* Data lines
+ + + +

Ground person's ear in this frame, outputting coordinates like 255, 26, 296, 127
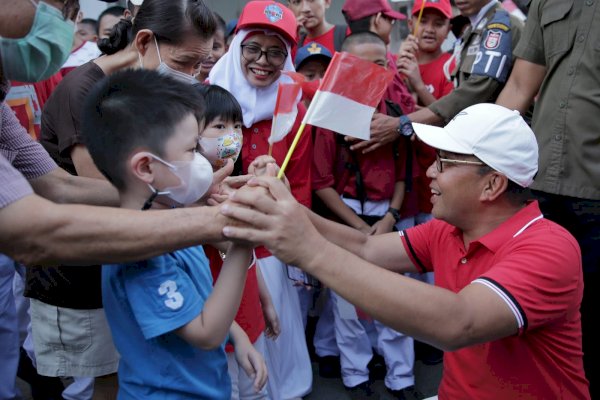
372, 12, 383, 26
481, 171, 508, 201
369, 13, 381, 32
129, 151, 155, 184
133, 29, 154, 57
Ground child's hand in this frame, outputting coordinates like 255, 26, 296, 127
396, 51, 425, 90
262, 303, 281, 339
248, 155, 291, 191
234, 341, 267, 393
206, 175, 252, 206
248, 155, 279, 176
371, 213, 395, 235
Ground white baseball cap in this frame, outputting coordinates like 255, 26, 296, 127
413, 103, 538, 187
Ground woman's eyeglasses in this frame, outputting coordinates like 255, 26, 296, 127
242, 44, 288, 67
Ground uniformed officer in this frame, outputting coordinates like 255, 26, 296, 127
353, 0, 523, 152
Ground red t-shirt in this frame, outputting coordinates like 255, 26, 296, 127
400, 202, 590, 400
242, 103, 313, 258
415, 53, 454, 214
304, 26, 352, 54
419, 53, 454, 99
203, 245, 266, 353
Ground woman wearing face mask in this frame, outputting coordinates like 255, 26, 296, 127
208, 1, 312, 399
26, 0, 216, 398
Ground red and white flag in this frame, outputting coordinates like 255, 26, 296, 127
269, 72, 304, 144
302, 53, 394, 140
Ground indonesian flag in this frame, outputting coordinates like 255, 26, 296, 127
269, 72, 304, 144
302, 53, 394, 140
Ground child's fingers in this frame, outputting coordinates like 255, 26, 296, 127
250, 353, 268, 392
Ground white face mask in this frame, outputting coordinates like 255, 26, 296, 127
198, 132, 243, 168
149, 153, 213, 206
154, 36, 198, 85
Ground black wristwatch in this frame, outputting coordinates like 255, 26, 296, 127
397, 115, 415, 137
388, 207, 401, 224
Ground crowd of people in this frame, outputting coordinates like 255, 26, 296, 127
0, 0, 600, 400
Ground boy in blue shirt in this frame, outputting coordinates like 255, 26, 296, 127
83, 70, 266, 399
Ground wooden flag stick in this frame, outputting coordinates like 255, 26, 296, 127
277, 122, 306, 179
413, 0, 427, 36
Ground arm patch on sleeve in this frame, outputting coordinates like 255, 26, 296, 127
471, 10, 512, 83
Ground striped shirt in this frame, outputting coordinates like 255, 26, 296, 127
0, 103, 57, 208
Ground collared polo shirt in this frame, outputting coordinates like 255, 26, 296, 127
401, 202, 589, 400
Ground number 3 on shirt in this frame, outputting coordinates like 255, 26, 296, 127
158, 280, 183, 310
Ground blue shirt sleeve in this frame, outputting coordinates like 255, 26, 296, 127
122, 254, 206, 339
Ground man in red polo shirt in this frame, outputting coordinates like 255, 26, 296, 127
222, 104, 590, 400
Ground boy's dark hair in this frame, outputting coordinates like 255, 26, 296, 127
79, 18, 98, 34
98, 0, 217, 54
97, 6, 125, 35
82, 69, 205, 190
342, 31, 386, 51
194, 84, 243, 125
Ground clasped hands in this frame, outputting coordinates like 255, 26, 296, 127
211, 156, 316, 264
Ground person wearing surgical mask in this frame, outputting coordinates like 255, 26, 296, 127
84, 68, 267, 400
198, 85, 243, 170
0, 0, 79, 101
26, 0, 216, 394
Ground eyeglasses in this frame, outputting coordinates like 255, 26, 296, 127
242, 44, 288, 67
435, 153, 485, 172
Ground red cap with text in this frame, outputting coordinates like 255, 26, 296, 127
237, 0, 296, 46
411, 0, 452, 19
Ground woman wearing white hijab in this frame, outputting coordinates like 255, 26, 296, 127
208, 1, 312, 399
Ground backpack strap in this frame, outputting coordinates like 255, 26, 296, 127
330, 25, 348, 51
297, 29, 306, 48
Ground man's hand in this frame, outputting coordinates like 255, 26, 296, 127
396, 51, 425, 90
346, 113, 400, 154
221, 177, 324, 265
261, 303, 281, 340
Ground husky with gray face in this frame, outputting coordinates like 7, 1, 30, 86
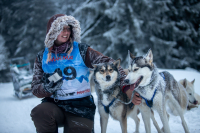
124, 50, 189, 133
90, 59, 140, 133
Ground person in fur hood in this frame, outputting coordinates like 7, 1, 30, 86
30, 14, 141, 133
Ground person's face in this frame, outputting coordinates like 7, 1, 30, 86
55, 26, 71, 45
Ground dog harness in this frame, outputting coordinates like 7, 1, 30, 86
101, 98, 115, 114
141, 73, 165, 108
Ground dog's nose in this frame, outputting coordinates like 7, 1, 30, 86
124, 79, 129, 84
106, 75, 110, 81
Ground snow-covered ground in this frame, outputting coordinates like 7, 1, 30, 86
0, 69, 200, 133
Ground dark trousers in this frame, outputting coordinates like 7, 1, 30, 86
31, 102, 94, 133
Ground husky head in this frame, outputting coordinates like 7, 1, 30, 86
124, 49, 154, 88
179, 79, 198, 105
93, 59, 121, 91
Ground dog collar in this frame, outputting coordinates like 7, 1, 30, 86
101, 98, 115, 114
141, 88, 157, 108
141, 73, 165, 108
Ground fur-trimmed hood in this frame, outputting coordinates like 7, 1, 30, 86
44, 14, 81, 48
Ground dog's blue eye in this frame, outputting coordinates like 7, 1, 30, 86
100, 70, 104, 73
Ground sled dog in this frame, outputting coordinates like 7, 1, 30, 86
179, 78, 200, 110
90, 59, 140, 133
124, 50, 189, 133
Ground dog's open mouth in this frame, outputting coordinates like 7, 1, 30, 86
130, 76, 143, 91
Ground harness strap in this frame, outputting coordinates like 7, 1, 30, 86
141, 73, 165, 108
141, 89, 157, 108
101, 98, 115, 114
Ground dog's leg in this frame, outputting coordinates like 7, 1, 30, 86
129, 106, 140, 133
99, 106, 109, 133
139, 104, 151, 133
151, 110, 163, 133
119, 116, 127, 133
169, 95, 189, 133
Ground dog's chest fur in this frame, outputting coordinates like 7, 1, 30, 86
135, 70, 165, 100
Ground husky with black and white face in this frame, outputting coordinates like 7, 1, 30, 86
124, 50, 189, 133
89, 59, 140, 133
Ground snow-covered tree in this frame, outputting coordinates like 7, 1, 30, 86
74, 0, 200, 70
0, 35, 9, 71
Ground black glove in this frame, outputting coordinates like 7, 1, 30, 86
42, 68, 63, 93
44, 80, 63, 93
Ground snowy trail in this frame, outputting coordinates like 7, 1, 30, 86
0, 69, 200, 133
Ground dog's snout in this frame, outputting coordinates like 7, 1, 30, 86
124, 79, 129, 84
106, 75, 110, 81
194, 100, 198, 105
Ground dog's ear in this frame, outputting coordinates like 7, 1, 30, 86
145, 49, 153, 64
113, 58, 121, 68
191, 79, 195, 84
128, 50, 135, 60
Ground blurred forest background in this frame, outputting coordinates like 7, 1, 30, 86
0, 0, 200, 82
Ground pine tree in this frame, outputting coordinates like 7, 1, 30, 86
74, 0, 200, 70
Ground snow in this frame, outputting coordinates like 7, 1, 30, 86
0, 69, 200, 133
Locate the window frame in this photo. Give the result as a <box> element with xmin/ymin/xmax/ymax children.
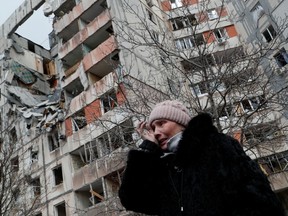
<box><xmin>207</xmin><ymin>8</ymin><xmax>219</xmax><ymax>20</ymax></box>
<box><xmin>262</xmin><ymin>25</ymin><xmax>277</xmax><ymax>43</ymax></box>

+ + + +

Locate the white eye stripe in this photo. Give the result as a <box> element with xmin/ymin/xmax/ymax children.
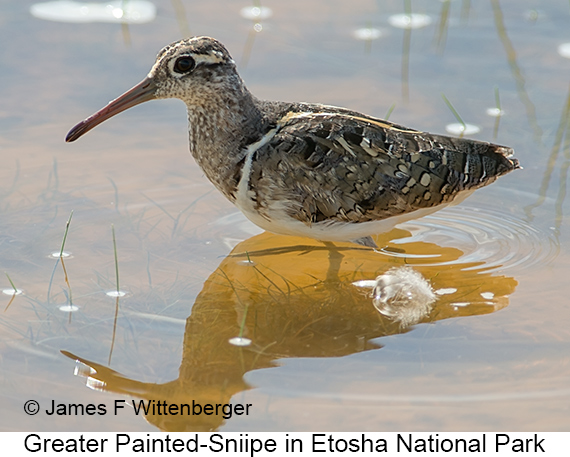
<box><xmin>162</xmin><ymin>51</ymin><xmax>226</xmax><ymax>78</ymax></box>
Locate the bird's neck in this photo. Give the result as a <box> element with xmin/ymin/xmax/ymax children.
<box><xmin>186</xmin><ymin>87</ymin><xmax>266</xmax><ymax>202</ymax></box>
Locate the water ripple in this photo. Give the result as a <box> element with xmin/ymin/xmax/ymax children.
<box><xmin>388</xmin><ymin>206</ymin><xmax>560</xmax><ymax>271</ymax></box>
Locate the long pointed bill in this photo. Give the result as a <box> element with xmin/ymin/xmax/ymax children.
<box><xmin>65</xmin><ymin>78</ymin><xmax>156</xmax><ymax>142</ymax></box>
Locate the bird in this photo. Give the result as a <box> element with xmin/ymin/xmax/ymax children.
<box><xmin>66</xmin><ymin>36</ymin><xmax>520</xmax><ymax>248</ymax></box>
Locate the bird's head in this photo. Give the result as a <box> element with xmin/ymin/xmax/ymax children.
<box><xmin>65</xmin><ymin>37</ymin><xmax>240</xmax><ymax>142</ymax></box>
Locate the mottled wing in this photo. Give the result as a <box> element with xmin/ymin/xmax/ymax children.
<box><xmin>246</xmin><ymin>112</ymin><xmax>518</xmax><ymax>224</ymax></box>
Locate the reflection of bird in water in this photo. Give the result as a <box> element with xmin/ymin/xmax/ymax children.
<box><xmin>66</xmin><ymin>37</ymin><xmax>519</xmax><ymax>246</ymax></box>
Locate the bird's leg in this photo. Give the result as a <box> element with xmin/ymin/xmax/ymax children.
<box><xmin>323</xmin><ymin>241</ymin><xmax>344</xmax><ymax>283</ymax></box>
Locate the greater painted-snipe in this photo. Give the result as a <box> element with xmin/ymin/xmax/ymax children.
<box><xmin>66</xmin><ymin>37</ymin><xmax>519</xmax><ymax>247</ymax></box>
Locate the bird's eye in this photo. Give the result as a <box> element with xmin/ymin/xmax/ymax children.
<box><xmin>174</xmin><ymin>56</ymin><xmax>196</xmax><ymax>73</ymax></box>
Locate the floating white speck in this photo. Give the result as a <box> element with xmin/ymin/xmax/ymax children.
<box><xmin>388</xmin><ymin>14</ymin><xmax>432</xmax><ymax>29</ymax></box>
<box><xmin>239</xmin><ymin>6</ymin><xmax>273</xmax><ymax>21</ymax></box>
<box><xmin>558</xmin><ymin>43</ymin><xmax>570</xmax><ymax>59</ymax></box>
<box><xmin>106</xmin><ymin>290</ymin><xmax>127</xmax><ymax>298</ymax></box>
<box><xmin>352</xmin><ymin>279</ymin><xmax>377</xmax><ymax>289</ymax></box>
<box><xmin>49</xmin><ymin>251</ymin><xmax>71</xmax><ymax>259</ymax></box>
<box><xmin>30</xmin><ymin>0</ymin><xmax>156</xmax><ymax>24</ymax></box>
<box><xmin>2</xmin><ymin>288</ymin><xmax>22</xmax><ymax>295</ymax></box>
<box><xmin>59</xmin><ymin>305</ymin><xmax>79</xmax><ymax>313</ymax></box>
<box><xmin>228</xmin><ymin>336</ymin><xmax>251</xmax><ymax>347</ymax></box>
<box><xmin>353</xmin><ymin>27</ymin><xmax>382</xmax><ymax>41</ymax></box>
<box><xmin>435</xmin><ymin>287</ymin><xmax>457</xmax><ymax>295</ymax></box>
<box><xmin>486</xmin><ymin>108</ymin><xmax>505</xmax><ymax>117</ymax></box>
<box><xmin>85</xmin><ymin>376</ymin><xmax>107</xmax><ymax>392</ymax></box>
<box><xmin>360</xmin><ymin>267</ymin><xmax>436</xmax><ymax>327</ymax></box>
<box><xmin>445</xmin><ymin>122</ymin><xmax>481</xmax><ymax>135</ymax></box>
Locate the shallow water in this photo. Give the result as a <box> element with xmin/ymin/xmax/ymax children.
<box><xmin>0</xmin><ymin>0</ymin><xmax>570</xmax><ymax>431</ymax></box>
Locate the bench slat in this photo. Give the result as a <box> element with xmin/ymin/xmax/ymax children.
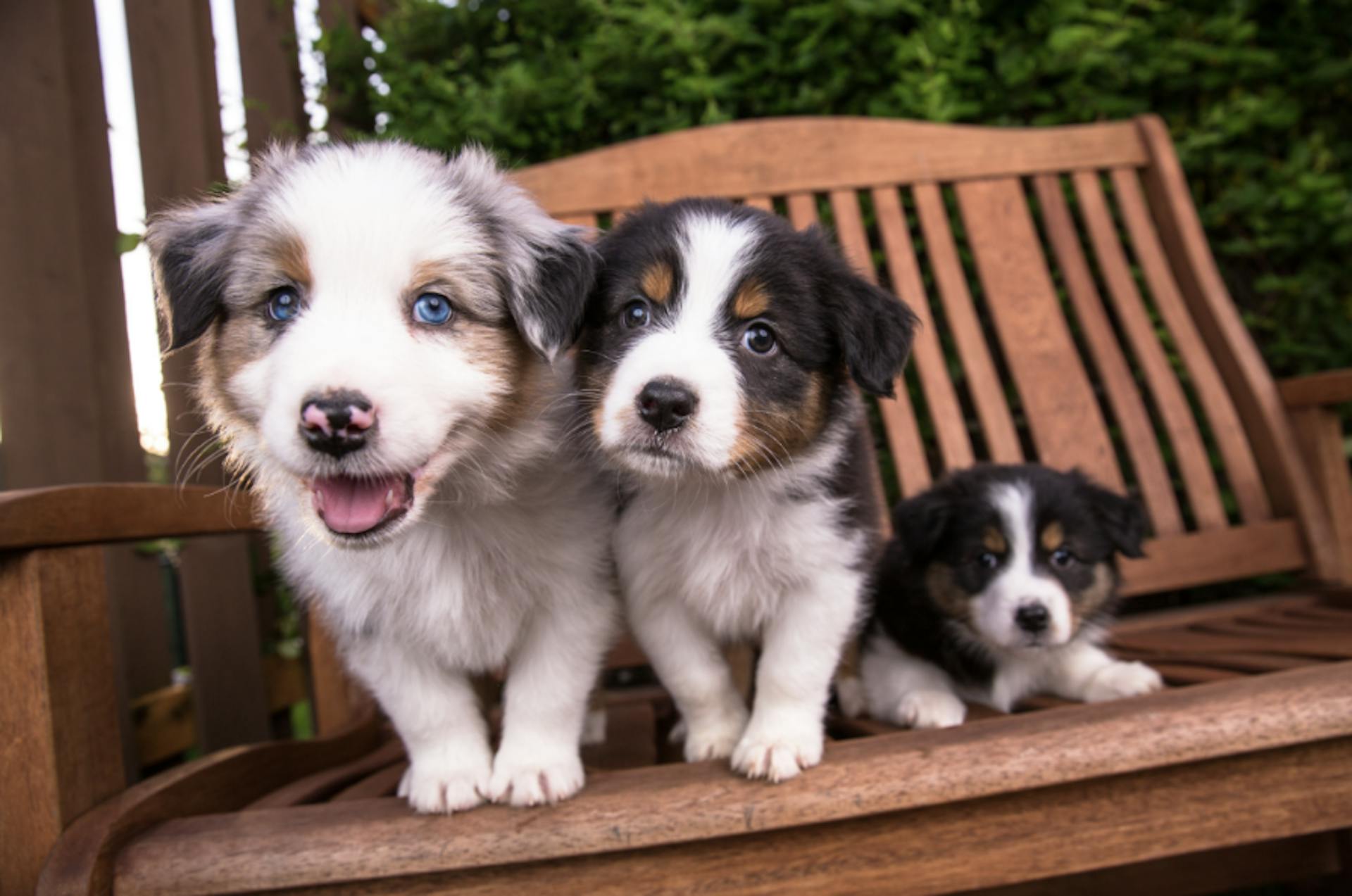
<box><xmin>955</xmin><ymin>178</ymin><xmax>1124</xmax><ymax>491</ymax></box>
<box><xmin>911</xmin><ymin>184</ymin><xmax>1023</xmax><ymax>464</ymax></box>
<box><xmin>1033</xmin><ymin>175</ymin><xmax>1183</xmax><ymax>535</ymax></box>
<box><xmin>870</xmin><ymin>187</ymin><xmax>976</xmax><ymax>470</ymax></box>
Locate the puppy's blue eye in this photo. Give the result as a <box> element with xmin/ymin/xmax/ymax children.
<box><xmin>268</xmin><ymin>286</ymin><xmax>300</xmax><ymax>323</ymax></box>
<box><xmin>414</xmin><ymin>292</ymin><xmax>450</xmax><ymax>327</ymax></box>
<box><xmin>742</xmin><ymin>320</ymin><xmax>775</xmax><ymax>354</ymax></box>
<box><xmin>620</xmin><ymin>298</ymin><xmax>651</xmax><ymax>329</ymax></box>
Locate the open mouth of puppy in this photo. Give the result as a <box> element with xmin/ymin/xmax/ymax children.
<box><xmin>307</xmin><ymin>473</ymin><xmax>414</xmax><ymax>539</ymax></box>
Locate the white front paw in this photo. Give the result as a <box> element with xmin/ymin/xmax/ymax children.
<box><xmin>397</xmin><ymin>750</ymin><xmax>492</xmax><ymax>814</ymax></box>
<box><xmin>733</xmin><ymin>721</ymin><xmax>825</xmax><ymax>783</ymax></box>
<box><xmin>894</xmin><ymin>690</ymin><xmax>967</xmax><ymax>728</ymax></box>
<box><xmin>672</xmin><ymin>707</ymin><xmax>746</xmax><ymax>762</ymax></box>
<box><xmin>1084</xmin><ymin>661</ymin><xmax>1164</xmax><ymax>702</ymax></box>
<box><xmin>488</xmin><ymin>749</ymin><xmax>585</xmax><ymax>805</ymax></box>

+ + + +

Please reproduce the records from the line with "Ground person's ear" to the line with "413, 103, 538, 187", both ends included, and leave the pictures out of your answer.

Ground person's ear in this frame, outputting coordinates like 255, 26, 296, 127
372, 12, 383, 26
481, 171, 508, 201
369, 13, 381, 32
129, 151, 155, 184
133, 29, 154, 57
Ground child's hand in this frame, outputting coordinates like 255, 26, 296, 127
396, 51, 425, 90
262, 303, 281, 339
248, 155, 291, 191
234, 341, 267, 393
206, 175, 252, 206
248, 155, 279, 176
371, 213, 395, 235
Ground white baseball cap in this frame, outputting coordinates like 255, 26, 296, 127
413, 103, 538, 187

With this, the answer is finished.